Data extracted from a collection:
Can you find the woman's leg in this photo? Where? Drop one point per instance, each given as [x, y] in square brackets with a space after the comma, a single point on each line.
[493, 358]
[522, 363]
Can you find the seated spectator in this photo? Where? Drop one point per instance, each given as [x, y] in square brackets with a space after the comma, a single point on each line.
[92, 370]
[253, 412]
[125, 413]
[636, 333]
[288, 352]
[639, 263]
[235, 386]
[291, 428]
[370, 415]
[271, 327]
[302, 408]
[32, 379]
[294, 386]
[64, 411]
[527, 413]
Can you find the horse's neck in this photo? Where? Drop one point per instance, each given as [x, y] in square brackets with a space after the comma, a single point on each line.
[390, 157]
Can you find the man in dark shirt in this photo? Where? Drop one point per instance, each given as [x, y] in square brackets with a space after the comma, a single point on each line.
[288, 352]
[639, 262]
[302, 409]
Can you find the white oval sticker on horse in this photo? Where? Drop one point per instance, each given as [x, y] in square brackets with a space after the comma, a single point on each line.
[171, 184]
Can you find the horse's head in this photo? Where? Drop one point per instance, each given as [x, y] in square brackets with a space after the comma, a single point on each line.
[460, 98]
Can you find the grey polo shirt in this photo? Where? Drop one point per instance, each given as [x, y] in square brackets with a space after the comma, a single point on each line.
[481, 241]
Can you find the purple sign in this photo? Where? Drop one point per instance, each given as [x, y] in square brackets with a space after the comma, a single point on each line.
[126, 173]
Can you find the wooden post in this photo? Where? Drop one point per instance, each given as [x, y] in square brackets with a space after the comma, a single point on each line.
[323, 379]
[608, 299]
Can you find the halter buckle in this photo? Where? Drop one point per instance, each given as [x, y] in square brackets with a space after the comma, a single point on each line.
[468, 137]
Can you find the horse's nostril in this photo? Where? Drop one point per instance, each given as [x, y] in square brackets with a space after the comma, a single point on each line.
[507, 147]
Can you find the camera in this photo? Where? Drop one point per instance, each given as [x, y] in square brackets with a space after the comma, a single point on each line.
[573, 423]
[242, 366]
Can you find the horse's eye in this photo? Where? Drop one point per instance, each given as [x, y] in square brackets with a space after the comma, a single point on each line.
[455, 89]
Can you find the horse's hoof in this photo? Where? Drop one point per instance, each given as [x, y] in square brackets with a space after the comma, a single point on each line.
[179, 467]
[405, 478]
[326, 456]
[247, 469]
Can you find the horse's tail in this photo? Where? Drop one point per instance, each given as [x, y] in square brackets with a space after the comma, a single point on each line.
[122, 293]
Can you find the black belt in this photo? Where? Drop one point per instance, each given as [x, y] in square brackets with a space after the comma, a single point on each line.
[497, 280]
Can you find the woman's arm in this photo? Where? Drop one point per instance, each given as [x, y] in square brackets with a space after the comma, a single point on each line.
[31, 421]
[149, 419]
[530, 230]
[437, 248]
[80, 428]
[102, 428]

- ASSIGNED TASK: Please return every line from the one that contains "Can you find the horse's tail" through the end of the entries, exactly, leaving out all others.

- ANSWER AREA:
Can you find the horse's tail in this photo? Where? Drop one point per instance, each given as [x, y] in square brackets with a space after the comma, a single point on each line.
[122, 293]
Can you find the black belt in this photo? Where? Drop one point per instance, each given as [x, y] in square brackets with a space after the comma, a single point on each line.
[497, 280]
Can you find the woman's arm in this photo? Where? Drop one point per instance, each given as [x, y] in square brackets with a space after the comma, a single point on each line.
[31, 421]
[149, 419]
[530, 230]
[437, 248]
[80, 428]
[102, 428]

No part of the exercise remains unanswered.